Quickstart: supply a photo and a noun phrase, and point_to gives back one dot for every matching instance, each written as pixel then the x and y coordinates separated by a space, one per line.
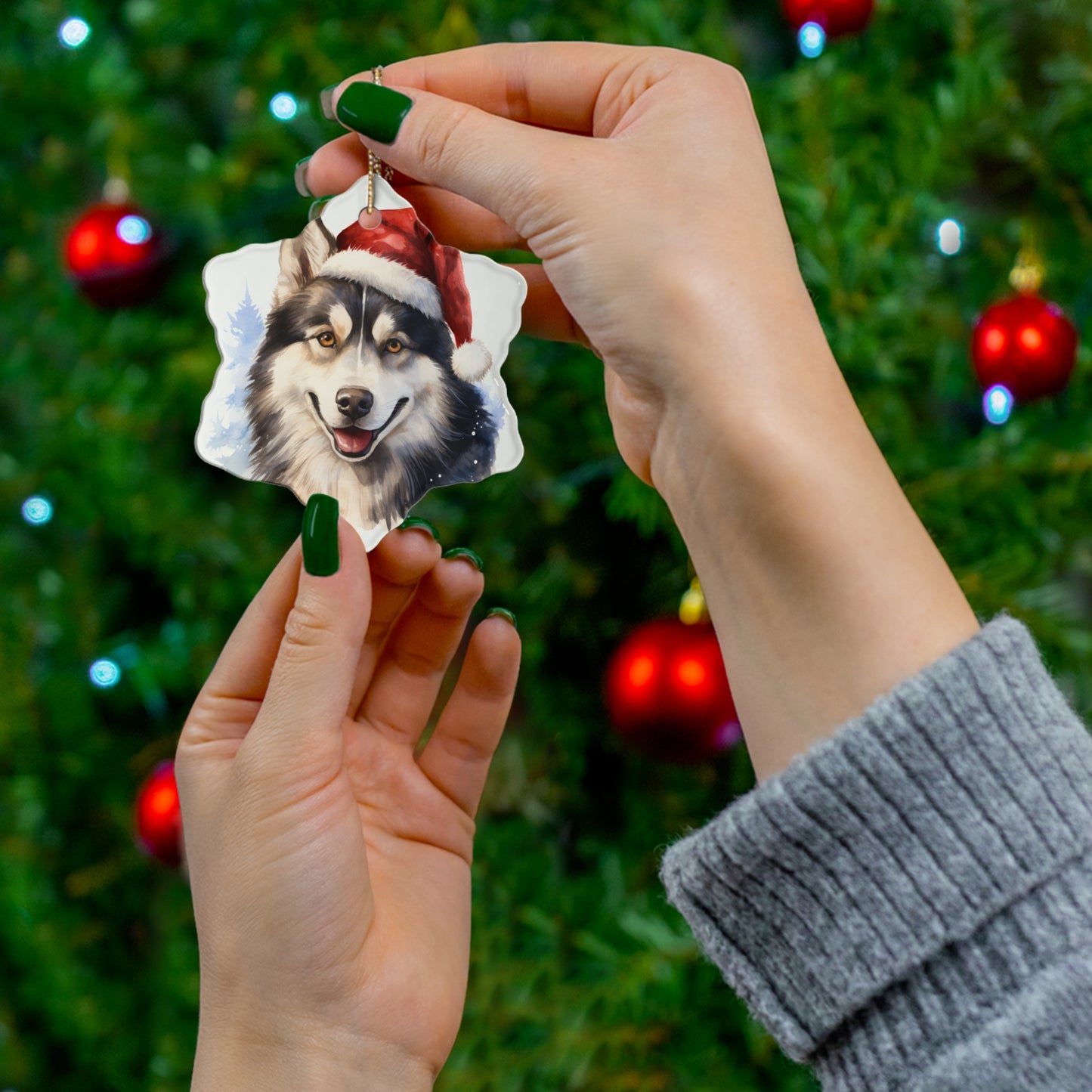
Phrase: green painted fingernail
pixel 301 177
pixel 317 206
pixel 464 552
pixel 320 535
pixel 503 613
pixel 414 521
pixel 376 112
pixel 326 102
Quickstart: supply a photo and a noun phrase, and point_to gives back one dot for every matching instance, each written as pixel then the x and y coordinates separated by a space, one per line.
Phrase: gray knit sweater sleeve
pixel 908 905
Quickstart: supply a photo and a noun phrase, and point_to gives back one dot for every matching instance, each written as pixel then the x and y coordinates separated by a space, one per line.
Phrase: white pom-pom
pixel 471 360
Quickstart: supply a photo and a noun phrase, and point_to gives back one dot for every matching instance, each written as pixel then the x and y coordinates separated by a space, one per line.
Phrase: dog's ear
pixel 302 259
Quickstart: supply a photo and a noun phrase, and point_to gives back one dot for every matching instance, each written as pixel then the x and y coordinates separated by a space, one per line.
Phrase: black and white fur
pixel 342 360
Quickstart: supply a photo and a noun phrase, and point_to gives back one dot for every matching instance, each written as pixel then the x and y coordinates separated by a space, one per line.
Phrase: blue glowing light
pixel 105 674
pixel 284 106
pixel 950 237
pixel 998 404
pixel 37 510
pixel 73 33
pixel 134 230
pixel 812 39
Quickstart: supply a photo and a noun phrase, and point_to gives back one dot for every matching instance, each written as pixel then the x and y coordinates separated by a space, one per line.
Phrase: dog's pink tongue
pixel 352 441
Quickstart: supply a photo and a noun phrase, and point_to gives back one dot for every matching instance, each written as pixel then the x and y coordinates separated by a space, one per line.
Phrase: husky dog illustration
pixel 363 385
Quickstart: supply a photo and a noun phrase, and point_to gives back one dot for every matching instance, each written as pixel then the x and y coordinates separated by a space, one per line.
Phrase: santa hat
pixel 402 258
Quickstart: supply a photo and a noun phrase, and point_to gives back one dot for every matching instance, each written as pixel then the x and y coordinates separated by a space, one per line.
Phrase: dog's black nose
pixel 354 401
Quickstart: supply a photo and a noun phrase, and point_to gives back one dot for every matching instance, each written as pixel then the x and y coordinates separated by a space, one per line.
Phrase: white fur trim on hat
pixel 471 360
pixel 397 280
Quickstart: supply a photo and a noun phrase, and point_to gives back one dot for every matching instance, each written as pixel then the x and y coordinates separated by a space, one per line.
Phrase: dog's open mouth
pixel 355 442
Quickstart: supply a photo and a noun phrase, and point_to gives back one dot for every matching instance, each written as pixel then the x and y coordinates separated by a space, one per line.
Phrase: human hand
pixel 663 243
pixel 330 868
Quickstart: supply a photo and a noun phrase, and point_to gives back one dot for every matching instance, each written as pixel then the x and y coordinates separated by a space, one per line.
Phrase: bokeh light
pixel 950 237
pixel 134 230
pixel 73 33
pixel 812 39
pixel 37 510
pixel 104 674
pixel 284 106
pixel 998 404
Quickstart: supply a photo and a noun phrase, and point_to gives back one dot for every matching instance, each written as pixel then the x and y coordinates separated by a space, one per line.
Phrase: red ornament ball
pixel 159 817
pixel 115 255
pixel 1027 344
pixel 667 692
pixel 836 17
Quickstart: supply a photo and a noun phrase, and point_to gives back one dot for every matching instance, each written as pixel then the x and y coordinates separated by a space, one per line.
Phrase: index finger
pixel 551 84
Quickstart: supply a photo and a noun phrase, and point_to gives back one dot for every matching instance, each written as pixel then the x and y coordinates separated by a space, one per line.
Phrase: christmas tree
pixel 917 159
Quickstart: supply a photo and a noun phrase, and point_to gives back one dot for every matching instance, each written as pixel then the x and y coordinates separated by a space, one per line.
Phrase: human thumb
pixel 312 677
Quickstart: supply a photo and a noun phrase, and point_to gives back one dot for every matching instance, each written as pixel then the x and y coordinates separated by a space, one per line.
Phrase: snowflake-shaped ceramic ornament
pixel 362 360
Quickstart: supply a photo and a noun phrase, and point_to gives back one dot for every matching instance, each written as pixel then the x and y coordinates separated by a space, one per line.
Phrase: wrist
pixel 243 1060
pixel 824 588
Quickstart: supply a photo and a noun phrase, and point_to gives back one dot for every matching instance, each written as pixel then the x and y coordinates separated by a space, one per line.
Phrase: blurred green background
pixel 582 976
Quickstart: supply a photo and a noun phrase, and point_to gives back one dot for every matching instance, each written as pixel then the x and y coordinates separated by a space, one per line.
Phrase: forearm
pixel 824 588
pixel 243 1063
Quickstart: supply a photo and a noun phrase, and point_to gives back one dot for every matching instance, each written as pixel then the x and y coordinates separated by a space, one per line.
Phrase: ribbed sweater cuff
pixel 905 841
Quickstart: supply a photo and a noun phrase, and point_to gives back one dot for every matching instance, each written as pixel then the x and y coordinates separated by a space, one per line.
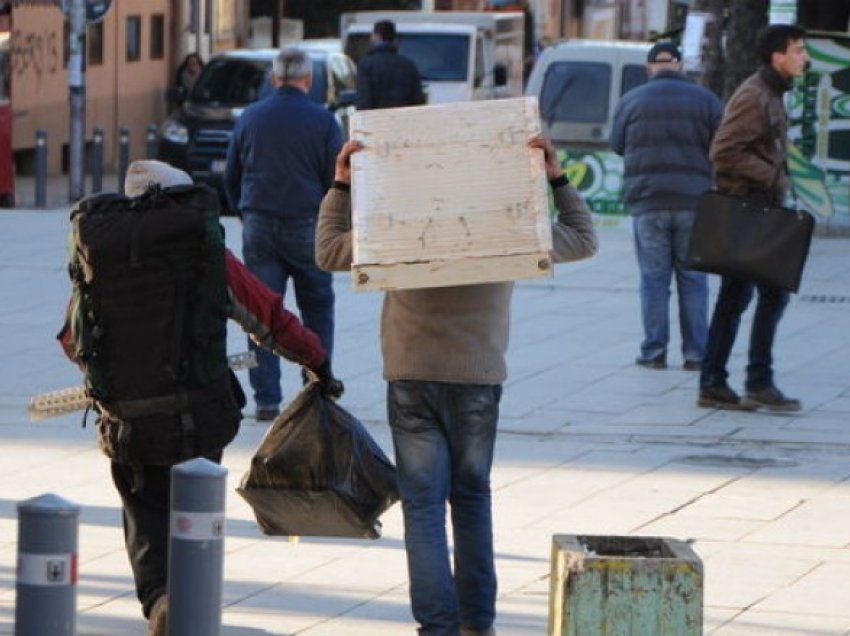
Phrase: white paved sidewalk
pixel 589 444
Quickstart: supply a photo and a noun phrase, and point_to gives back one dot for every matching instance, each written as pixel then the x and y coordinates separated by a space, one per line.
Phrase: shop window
pixel 94 40
pixel 157 36
pixel 134 38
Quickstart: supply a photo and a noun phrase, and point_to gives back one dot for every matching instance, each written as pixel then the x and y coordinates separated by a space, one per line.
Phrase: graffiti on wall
pixel 598 176
pixel 819 112
pixel 35 52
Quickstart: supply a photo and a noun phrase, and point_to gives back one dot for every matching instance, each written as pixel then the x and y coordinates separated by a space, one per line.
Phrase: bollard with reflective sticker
pixel 46 580
pixel 196 548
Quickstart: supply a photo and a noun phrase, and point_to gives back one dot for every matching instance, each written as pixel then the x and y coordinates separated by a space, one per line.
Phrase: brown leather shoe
pixel 773 399
pixel 158 620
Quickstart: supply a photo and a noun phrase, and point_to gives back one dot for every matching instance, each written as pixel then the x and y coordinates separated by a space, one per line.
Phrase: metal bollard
pixel 46 585
pixel 97 160
pixel 196 548
pixel 40 168
pixel 151 142
pixel 123 156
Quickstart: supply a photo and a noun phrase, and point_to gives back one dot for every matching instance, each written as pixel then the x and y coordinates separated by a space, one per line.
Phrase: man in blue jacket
pixel 280 163
pixel 663 130
pixel 386 79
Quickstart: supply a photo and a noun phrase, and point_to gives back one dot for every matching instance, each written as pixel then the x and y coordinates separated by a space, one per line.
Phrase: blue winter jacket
pixel 281 157
pixel 386 79
pixel 663 130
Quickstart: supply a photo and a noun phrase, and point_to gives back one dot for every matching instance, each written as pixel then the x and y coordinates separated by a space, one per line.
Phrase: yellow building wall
pixel 118 92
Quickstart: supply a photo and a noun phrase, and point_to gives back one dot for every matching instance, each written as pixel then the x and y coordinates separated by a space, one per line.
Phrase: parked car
pixel 195 137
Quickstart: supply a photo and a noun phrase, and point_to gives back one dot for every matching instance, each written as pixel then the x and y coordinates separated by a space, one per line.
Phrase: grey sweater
pixel 449 334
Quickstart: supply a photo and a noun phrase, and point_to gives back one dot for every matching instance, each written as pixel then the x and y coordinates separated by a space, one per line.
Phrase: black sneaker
pixel 773 399
pixel 722 397
pixel 654 363
pixel 266 414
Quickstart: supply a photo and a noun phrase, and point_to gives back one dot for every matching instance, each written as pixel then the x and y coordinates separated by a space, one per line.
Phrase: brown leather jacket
pixel 749 151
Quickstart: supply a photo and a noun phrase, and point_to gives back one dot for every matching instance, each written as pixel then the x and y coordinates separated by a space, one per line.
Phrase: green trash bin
pixel 628 586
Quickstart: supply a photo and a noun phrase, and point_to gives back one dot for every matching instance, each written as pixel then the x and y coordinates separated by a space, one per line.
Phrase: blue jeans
pixel 661 244
pixel 734 297
pixel 276 250
pixel 443 435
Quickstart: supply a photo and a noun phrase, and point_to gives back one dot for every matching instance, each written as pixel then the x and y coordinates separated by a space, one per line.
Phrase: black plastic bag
pixel 318 472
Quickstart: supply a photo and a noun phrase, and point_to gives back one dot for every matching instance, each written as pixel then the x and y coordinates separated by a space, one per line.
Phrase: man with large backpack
pixel 153 286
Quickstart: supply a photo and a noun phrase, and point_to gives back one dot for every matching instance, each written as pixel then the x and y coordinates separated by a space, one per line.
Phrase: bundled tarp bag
pixel 318 472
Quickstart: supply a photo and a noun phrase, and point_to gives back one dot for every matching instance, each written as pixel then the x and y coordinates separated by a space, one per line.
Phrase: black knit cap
pixel 667 51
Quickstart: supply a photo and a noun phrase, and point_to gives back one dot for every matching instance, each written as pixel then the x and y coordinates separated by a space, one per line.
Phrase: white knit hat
pixel 143 174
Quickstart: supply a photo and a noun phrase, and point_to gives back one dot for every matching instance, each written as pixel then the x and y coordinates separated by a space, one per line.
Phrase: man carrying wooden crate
pixel 444 361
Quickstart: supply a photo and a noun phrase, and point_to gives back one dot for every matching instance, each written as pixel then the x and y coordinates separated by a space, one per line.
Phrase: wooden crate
pixel 634 586
pixel 449 194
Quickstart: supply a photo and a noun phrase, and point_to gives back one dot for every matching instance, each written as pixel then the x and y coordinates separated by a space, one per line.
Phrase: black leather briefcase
pixel 750 239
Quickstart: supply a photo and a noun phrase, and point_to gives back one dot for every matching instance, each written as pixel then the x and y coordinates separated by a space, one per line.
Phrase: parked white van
pixel 578 84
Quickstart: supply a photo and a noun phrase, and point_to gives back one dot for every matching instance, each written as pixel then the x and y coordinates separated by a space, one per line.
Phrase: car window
pixel 233 82
pixel 633 75
pixel 319 90
pixel 230 82
pixel 576 92
pixel 357 45
pixel 343 73
pixel 438 56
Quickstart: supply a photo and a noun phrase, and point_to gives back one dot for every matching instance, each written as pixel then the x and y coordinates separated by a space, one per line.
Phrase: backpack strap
pixel 173 403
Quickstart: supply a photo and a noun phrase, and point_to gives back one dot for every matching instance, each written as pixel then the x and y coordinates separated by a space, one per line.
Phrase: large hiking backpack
pixel 148 318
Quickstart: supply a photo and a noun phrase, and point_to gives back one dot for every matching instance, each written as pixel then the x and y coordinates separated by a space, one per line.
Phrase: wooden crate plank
pixel 455 272
pixel 444 184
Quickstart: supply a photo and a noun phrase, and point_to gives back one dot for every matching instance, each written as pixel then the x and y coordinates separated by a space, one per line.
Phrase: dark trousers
pixel 444 437
pixel 734 297
pixel 146 512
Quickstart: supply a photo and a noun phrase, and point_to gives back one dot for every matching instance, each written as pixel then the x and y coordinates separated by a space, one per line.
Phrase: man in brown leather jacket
pixel 749 153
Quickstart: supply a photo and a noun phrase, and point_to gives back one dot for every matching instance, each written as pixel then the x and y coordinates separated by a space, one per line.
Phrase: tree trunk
pixel 745 20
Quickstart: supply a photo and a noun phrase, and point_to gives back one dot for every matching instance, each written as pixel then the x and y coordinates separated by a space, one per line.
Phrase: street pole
pixel 77 96
pixel 197 24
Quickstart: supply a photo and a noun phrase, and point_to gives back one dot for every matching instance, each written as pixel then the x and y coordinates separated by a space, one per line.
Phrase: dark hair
pixel 385 30
pixel 775 38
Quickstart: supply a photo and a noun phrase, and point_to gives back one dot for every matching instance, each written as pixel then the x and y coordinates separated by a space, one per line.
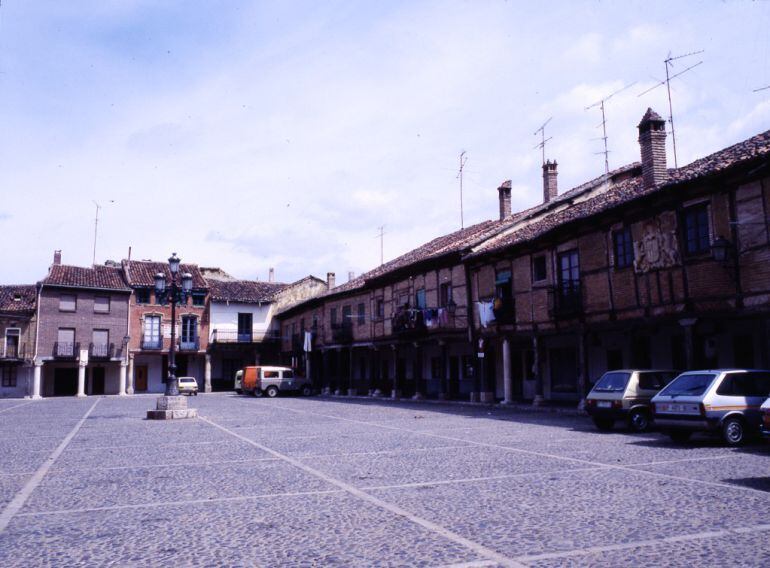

================

EXERCISE REQUIREMENTS
Can you update the data from its start through the line with "pixel 402 258", replacing "point_to" with "find_points" and keeping all else the same? Give back only those lines, and leave the pictures out.

RESPONSE
Quickstart: supply a photo and a noun phrase, and find_points gives back one dot for every matching instance, each written as pixel then the x and y coordinates separated by a space, one per line.
Phrase: green painted fingernail
pixel 301 177
pixel 317 206
pixel 464 552
pixel 320 535
pixel 503 613
pixel 414 521
pixel 376 112
pixel 326 102
Quickstart: supply a photo and a noun phrase, and find_points gives back one dot for every matching instance, each written as pixel then the x and y coordinates separated by a space, one per line.
Phrase: gray knit sweater sleeve
pixel 908 905
Quickstart: supply a photo and a noun phrase, and find_points gives back one dot for every matching instance, each written as pixel then the x and y coordinates separated by a space, one per line.
Phrase: white pom-pom
pixel 471 360
Quickstart: supply a photo and a noun phrase, and find_points gives back one dot for every matching instance, each written as pixel then the x and y coordinates separated by a space, one per line.
Phrase: dog's ear
pixel 302 259
Quickstart: supply a photo and a noun phrase, and find_points gives back one dot for every matching instance, each written as pixel then the x and y coordinates separated by a space, one per line.
Phrase: black and white fur
pixel 342 360
Quickstart: supply a photo and a noun phrase, and find_points gives back one dot for every matching instance, each written as pixel then the x and y coordinates separated by a space, one per line.
Phrase: blue glowing light
pixel 105 674
pixel 284 106
pixel 950 237
pixel 998 404
pixel 37 510
pixel 73 33
pixel 134 230
pixel 812 39
Quickstart: supply a photo and a noun phrase, and find_points gives back one dot for every matching instance, each written as pixel then the x and y coordinates separated by a space, one per line.
Phrase: dog's pink tongue
pixel 352 441
Quickstart: supply a photo and a noun phrase, and find_points gives back one dot for every matching instance, each written as pixel then the x and y coordinates separated by a space, one per line.
Phrase: husky dog illustration
pixel 363 385
Quickstart: supply a photo and a noun phrase, and find_points gives back one dot for every matching instance, each written as pixel then the x and y coordinates separated by a space, one per line.
Phrase: santa hat
pixel 402 258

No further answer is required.